=== DATA ROWS ===

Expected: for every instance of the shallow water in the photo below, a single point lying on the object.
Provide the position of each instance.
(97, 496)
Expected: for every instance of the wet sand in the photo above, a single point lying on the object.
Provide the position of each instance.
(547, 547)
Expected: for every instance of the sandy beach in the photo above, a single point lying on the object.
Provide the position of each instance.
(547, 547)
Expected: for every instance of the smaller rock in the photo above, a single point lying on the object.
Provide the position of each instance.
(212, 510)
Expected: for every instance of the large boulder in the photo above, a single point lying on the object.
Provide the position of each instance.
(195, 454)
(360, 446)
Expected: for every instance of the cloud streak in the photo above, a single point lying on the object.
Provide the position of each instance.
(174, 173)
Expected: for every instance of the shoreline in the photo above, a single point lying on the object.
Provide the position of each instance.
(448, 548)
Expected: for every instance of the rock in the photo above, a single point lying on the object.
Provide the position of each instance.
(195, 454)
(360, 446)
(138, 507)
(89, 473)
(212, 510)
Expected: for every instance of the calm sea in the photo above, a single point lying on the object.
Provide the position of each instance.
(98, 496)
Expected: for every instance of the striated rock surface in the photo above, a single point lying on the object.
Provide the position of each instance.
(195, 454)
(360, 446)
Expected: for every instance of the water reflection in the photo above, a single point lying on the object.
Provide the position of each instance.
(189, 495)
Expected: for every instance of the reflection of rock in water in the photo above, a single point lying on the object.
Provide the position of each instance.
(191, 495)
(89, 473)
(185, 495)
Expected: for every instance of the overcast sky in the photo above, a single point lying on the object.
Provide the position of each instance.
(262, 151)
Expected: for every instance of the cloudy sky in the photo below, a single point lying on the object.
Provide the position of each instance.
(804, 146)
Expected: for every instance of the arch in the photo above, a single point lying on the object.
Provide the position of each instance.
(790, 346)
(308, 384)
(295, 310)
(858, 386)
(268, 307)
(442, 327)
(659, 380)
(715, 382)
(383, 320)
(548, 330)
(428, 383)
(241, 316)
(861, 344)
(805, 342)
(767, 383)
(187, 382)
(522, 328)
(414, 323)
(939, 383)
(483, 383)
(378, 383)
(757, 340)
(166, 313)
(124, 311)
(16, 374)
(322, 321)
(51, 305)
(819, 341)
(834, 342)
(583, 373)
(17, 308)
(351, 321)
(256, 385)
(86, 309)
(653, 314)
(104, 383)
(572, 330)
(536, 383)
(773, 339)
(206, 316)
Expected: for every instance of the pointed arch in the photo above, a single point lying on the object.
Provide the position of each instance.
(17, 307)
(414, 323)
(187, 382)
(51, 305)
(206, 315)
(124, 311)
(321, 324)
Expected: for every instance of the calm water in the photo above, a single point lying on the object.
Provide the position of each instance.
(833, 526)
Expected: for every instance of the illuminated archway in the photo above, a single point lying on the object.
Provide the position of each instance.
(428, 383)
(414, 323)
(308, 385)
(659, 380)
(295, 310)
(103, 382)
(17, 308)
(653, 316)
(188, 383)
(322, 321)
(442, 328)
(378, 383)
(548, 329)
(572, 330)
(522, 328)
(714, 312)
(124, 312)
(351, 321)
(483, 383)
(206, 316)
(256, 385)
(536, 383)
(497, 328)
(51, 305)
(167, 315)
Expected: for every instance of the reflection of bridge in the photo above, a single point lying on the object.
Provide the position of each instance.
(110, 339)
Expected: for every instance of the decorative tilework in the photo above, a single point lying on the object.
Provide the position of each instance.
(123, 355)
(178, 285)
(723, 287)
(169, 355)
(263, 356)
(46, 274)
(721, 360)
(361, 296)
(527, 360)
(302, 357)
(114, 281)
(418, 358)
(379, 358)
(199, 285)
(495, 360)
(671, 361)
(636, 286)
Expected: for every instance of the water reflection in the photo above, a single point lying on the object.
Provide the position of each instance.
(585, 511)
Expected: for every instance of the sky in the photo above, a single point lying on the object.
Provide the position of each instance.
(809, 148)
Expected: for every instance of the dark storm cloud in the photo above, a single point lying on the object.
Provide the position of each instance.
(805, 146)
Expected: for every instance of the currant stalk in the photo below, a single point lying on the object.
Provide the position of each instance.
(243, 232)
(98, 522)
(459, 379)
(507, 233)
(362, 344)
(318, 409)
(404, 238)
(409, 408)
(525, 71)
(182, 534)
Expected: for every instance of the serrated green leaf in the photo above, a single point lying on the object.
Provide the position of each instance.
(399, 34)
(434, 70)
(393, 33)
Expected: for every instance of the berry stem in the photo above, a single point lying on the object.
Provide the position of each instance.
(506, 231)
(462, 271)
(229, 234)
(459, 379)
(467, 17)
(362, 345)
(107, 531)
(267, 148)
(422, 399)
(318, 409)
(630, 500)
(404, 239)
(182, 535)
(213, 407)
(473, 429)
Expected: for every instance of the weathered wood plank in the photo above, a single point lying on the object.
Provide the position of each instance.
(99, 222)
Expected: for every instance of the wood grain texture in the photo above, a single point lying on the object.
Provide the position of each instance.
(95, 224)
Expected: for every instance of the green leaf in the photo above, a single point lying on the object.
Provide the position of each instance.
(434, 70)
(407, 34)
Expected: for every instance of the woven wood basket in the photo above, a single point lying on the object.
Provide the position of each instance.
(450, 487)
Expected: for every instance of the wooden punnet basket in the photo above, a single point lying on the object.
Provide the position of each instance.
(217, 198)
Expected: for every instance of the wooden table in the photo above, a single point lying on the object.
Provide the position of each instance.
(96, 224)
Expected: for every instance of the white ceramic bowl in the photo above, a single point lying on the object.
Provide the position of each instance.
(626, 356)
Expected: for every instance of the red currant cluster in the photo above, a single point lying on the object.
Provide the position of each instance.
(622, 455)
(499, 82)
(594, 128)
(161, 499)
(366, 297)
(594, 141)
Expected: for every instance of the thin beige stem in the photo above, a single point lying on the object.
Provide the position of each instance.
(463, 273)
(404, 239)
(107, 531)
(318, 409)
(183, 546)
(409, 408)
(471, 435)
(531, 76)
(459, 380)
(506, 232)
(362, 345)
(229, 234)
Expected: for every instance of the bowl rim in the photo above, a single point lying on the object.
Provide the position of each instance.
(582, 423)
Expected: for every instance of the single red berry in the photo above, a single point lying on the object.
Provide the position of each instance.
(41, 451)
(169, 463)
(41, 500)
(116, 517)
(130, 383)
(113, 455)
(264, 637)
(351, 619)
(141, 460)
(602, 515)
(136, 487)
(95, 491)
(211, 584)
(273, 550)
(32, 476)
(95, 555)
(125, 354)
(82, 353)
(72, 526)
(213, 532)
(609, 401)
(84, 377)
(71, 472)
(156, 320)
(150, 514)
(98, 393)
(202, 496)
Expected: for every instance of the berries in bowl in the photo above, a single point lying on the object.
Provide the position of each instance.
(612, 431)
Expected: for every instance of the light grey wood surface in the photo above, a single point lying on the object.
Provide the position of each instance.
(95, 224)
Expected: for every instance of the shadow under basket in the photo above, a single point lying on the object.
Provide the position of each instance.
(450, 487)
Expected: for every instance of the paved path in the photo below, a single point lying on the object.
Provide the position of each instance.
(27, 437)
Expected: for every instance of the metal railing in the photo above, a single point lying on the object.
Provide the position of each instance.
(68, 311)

===

**WORK TO COMPLETE**
Recast the records above as a Markdown table with two columns, Row and Line. Number the rows in order, give one line per row, and leave out any blank lines.

**RESULT OF THIS TASK**
| Row | Line |
|---|---|
| 1 | Expected: for every instance of the shallow water in the photo below, a single point lying on the object. |
| 2 | Provide the position of each instance. |
| 3 | (97, 496) |
| 4 | Expected: for every instance of the wet sand in the photo above, a single point lying on the object. |
| 5 | Provide the position of each instance. |
| 6 | (547, 547) |
| 7 | Expected: for every instance of the sandy beach in the photo above, a single point lying on the object. |
| 8 | Provide the position of each instance. |
| 9 | (547, 547) |
| 10 | Expected: for every instance of the smaller rock in the photo above, a single point lying on the object. |
| 11 | Provide the position of each instance. |
| 12 | (212, 510) |
| 13 | Expected: for every instance of the large boulder in the photo above, a single point lying on the object. |
| 14 | Provide the position of each instance. |
| 15 | (195, 454) |
| 16 | (360, 446) |
| 17 | Expected: for every instance of the cloud streak in the photo above, a single point lying on the object. |
| 18 | Provide the position of each instance. |
| 19 | (174, 173) |
| 20 | Expected: for every instance of the shoreline in the photo above, a single point lying on the object. |
| 21 | Provide the position of each instance. |
| 22 | (448, 548) |
| 23 | Expected: for every instance of the rock in the photo above, a single point lying on the object. |
| 24 | Provide the position of each instance. |
| 25 | (195, 454) |
| 26 | (360, 446) |
| 27 | (138, 507) |
| 28 | (89, 473) |
| 29 | (212, 510) |
| 30 | Expected: for every instance of the calm sea in the photo above, a single point lying on the object. |
| 31 | Provide the position of each instance. |
| 32 | (98, 496) |
| 33 | Expected: for every instance of the striated rock surface in the photo above, a single point lying on the object. |
| 34 | Provide the position of each instance. |
| 35 | (195, 454) |
| 36 | (360, 446) |
| 37 | Expected: for every instance of the water reflection in the photo above, a single point lying on the object. |
| 38 | Provide the position of each instance. |
| 39 | (189, 495) |
| 40 | Expected: for every instance of the reflection of rock in water in the photo above, a single point lying on the object. |
| 41 | Provide the position of each instance. |
| 42 | (191, 495) |
| 43 | (89, 473) |
| 44 | (185, 495) |
| 45 | Expected: for every instance of the overcast sky in the photo above, a single point lying on the object. |
| 46 | Provide the position of each instance. |
| 47 | (262, 151) |
| 48 | Expected: for every instance of the cloudy sky in the photo below, a single point lying on the object. |
| 49 | Provide the position of each instance. |
| 50 | (804, 146) |
| 51 | Expected: for every instance of the arch in the photo above, a single point lying on the object. |
| 52 | Provide the position of each instance. |
| 53 | (790, 346) |
| 54 | (308, 384) |
| 55 | (295, 310) |
| 56 | (858, 386) |
| 57 | (268, 307) |
| 58 | (442, 327) |
| 59 | (659, 380) |
| 60 | (715, 382) |
| 61 | (383, 320) |
| 62 | (548, 330) |
| 63 | (428, 383) |
| 64 | (241, 316) |
| 65 | (861, 344) |
| 66 | (805, 342) |
| 67 | (767, 383) |
| 68 | (187, 382) |
| 69 | (522, 328) |
| 70 | (414, 323) |
| 71 | (939, 383) |
| 72 | (483, 383) |
| 73 | (378, 383) |
| 74 | (757, 340) |
| 75 | (166, 313) |
| 76 | (124, 311) |
| 77 | (16, 374) |
| 78 | (322, 321) |
| 79 | (51, 305) |
| 80 | (819, 341) |
| 81 | (834, 342) |
| 82 | (583, 373) |
| 83 | (17, 308) |
| 84 | (351, 321) |
| 85 | (256, 385) |
| 86 | (86, 309) |
| 87 | (653, 314) |
| 88 | (104, 383) |
| 89 | (572, 330) |
| 90 | (536, 383) |
| 91 | (773, 339) |
| 92 | (206, 316) |
| 93 | Expected: for every instance of the pointed arch in the photo above, a single point lying on the object. |
| 94 | Provide the position of each instance. |
| 95 | (17, 307) |
| 96 | (414, 323) |
| 97 | (187, 382) |
| 98 | (51, 305) |
| 99 | (206, 315) |
| 100 | (124, 311) |
| 101 | (321, 324) |
| 102 | Expected: for every instance of the calm water in the photo above, a single point lying on the object. |
| 103 | Provide the position of each instance. |
| 104 | (833, 526) |
| 105 | Expected: for every instance of the illuminated archway in the photo above, a single point lying on the object. |
| 106 | Provide the position of each instance. |
| 107 | (428, 383) |
| 108 | (414, 323) |
| 109 | (308, 385) |
| 110 | (659, 380) |
| 111 | (295, 310) |
| 112 | (103, 382) |
| 113 | (17, 308) |
| 114 | (653, 316) |
| 115 | (188, 383) |
| 116 | (322, 321) |
| 117 | (442, 328) |
| 118 | (378, 383) |
| 119 | (548, 329) |
| 120 | (572, 330) |
| 121 | (522, 328) |
| 122 | (714, 312) |
| 123 | (124, 312) |
| 124 | (351, 321) |
| 125 | (483, 383) |
| 126 | (206, 316) |
| 127 | (256, 385) |
| 128 | (536, 383) |
| 129 | (497, 328) |
| 130 | (51, 305) |
| 131 | (167, 315) |
| 132 | Expected: for every instance of the reflection of bridge in the photo above, a single point lying on the object. |
| 133 | Provide the position of each instance. |
| 134 | (110, 339) |
| 135 | Expected: for every instance of the decorative tilework in the photo above, a single point lying on the object. |
| 136 | Provide the position of each instance. |
| 137 | (123, 355) |
| 138 | (178, 285) |
| 139 | (723, 287) |
| 140 | (169, 355) |
| 141 | (263, 356) |
| 142 | (46, 274) |
| 143 | (721, 360) |
| 144 | (361, 296) |
| 145 | (527, 360) |
| 146 | (302, 357) |
| 147 | (114, 281) |
| 148 | (418, 358) |
| 149 | (379, 358) |
| 150 | (199, 285) |
| 151 | (495, 360) |
| 152 | (671, 361) |
| 153 | (636, 286) |
| 154 | Expected: for every instance of the water reflection in the photo above, a single point lying on the object. |
| 155 | Provide the position of each instance. |
| 156 | (585, 511) |
| 157 | Expected: for every instance of the sky in the photo above, a single point lying on the object. |
| 158 | Provide the position of each instance. |
| 159 | (809, 148) |
| 160 | Expected: for every instance of the dark storm cloud in the photo above, a single point lying on the object. |
| 161 | Provide the position of each instance. |
| 162 | (805, 146) |
| 163 | Expected: for every instance of the currant stalk in the photo below, a single point lying on the object. |
| 164 | Provide the position of each instance. |
| 165 | (243, 232) |
| 166 | (98, 522) |
| 167 | (459, 379) |
| 168 | (507, 233) |
| 169 | (362, 344) |
| 170 | (318, 409) |
| 171 | (404, 238) |
| 172 | (409, 408) |
| 173 | (525, 71) |
| 174 | (182, 534) |
| 175 | Expected: for every instance of the serrated green leaf in the photo above, a single point lying on the object. |
| 176 | Provide the position of each instance. |
| 177 | (399, 34) |
| 178 | (434, 70) |
| 179 | (393, 33) |
| 180 | Expected: for every instance of the berry stem in the photo above, a single point lying on the object. |
| 181 | Provide the position of each instance. |
| 182 | (506, 231) |
| 183 | (462, 271) |
| 184 | (229, 234) |
| 185 | (459, 379) |
| 186 | (467, 17) |
| 187 | (362, 345) |
| 188 | (107, 531) |
| 189 | (267, 148) |
| 190 | (422, 399) |
| 191 | (318, 409) |
| 192 | (630, 500) |
| 193 | (404, 239) |
| 194 | (182, 535) |
| 195 | (213, 407) |
| 196 | (473, 429) |
| 197 | Expected: for every instance of the weathered wood plank in the photo above, a single point lying on the object. |
| 198 | Provide the position of each instance. |
| 199 | (99, 222) |
| 200 | Expected: for every instance of the wood grain texture in the photo above, a single point lying on the object. |
| 201 | Provide the position of each instance. |
| 202 | (95, 224) |
| 203 | Expected: for every instance of the green leaf in the photo above, a single point lying on the object. |
| 204 | Provide the position of each instance. |
| 205 | (434, 70) |
| 206 | (407, 34) |
| 207 | Expected: for every instance of the woven wood basket in the photo above, a single point lying on the object. |
| 208 | Provide the position of each instance. |
| 209 | (450, 487) |
| 210 | Expected: for every instance of the wooden punnet basket in the photo above, a single point lying on the object. |
| 211 | Provide the position of each instance. |
| 212 | (217, 198) |
| 213 | Expected: for every instance of the wooden table in the photo above, a single point lying on the object. |
| 214 | Provide the position of each instance. |
| 215 | (96, 224) |
| 216 | Expected: for every instance of the white ceramic bowl in the photo above, a single point lying on the object. |
| 217 | Provide the position of each instance. |
| 218 | (626, 356) |
| 219 | Expected: for every instance of the red currant cluster in the photo above, a single point lying on the object. |
| 220 | Provide the position of each instance. |
| 221 | (622, 455) |
| 222 | (499, 82) |
| 223 | (594, 128) |
| 224 | (161, 499) |
| 225 | (366, 297) |
| 226 | (594, 141) |
| 227 | Expected: for every instance of the thin beige stem in the photo above, a single point lying on the object. |
| 228 | Provide the position of each instance. |
| 229 | (463, 273) |
| 230 | (404, 239) |
| 231 | (107, 531) |
| 232 | (318, 409) |
| 233 | (183, 546) |
| 234 | (409, 408) |
| 235 | (471, 435) |
| 236 | (531, 76) |
| 237 | (459, 380) |
| 238 | (506, 232) |
| 239 | (362, 345) |
| 240 | (229, 234) |
| 241 | Expected: for every instance of the bowl rim in the photo above, a single point lying on the object. |
| 242 | Provide the position of each instance. |
| 243 | (582, 423) |
| 244 | Expected: for every instance of the single red berry in the photo above, a single point lying on the object. |
| 245 | Provide the position of each instance. |
| 246 | (41, 451) |
| 247 | (169, 463) |
| 248 | (41, 500) |
| 249 | (116, 517) |
| 250 | (130, 383) |
| 251 | (113, 455) |
| 252 | (264, 637) |
| 253 | (351, 619) |
| 254 | (141, 460) |
| 255 | (602, 515) |
| 256 | (136, 487) |
| 257 | (95, 491) |
| 258 | (211, 584) |
| 259 | (273, 550) |
| 260 | (32, 476) |
| 261 | (95, 555) |
| 262 | (125, 354) |
| 263 | (82, 353) |
| 264 | (72, 526) |
| 265 | (213, 532) |
| 266 | (609, 401) |
| 267 | (84, 377) |
| 268 | (71, 472) |
| 269 | (156, 320) |
| 270 | (150, 514) |
| 271 | (98, 393) |
| 272 | (202, 496) |
| 273 | Expected: for every instance of the berries in bowl in the photo above, a single point lying on the object. |
| 274 | Provide the position of each instance. |
| 275 | (612, 431) |
| 276 | Expected: for every instance of the light grey wood surface in the photo above, a single point lying on the object. |
| 277 | Provide the position of each instance. |
| 278 | (95, 224) |
| 279 | Expected: for every instance of the shadow under basket in the photo above, a single point lying on the object. |
| 280 | Provide the position of each instance. |
| 281 | (450, 487) |
| 282 | Expected: for every instance of the paved path in the photo below, a single point lying on the object. |
| 283 | Provide the position of each instance. |
| 284 | (27, 437) |
| 285 | Expected: for every instance of the metal railing in the photo above, a single point lying on the object. |
| 286 | Provide the position of each instance. |
| 287 | (68, 311) |